ASSIGNED TASK ->
Your task is to repeat the data exactly, every line of it.

SOURCE DATA ->
::::::::::

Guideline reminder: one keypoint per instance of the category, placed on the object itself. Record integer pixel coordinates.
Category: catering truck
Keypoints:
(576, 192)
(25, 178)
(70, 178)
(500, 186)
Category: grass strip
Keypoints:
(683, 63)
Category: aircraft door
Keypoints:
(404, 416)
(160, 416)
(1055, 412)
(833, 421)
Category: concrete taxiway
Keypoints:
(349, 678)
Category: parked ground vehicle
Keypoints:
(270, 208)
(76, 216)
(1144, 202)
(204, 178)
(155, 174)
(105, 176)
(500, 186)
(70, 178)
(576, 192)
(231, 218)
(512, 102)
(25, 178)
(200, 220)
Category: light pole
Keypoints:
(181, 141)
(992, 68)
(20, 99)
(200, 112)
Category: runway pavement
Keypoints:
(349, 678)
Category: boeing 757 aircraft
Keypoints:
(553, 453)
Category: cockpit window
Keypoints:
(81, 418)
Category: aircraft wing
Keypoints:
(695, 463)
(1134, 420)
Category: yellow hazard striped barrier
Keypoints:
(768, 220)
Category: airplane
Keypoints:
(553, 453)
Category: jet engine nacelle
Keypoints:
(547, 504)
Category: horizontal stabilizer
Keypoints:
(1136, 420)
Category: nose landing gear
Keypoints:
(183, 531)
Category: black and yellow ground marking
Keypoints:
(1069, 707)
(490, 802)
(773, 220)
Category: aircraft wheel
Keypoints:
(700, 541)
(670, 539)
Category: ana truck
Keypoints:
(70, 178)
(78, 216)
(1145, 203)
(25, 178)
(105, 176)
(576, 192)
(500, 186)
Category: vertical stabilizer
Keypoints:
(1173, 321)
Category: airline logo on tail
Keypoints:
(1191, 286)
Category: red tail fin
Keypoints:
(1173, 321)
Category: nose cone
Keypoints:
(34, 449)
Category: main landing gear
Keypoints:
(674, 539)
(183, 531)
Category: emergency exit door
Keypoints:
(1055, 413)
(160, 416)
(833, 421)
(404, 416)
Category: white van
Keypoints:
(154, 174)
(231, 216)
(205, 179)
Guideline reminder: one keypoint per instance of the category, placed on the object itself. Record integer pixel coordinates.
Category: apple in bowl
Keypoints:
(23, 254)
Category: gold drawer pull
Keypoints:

::::::::::

WRITTEN ANSWER ->
Guideline reminder: one keypoint per instance of the category, placed on the object itself. Record integer pixel coordinates.
Category: catering truck
Keypoints:
(576, 192)
(25, 178)
(70, 178)
(500, 186)
Category: grass strip
Keypoints:
(683, 63)
Category: aircraft door
Keypoints:
(404, 416)
(160, 416)
(1055, 412)
(833, 421)
Category: concrete taxiway
Keypoints:
(349, 678)
Category: parked ground vehicle
Keypoints:
(270, 208)
(76, 216)
(1144, 202)
(204, 178)
(155, 174)
(105, 176)
(500, 186)
(70, 178)
(576, 192)
(231, 218)
(512, 102)
(25, 178)
(200, 220)
Category: light pole
Keypoints:
(181, 141)
(992, 68)
(20, 99)
(200, 112)
Category: runway pavement
Keypoints:
(349, 678)
Category: boeing 757 aircraft
Keypoints:
(553, 453)
Category: cockpit window
Keypoints:
(81, 418)
Category: aircraft wing
Keypoints:
(695, 463)
(1134, 420)
Category: yellow hazard striped barrier
Keypoints:
(768, 220)
Category: airplane
Keypoints:
(553, 453)
Category: jet engine nacelle
Keypoints:
(547, 504)
Category: horizontal stabilizer
Keypoints:
(1136, 420)
Category: nose landing gear
Keypoints:
(183, 531)
Category: black and yellow ground marking
Keypoints:
(1069, 707)
(490, 802)
(773, 220)
Category: aircraft wheel
Keypoints:
(700, 541)
(670, 539)
Category: ana truck
Keypoints:
(70, 178)
(78, 216)
(1145, 203)
(25, 178)
(105, 176)
(576, 192)
(500, 186)
Category: vertical stabilizer
Keypoints:
(1173, 321)
Category: airline logo on tail
Keypoints:
(1191, 286)
Category: red tail fin
Keypoints:
(1173, 321)
Category: nose cone
Keypoints:
(34, 449)
Category: main landing gear
Keypoints:
(674, 539)
(183, 531)
Category: emergency exit door
Keypoints:
(1055, 413)
(160, 416)
(833, 421)
(404, 416)
Category: white van
Keypoints:
(154, 174)
(231, 216)
(205, 179)
Guideline reminder: one keypoint per instance of the category, placed on the object itself. Record integer pixel coordinates.
Category: apple in bowl
Keypoints:
(23, 254)
Category: gold drawer pull
Keypoints:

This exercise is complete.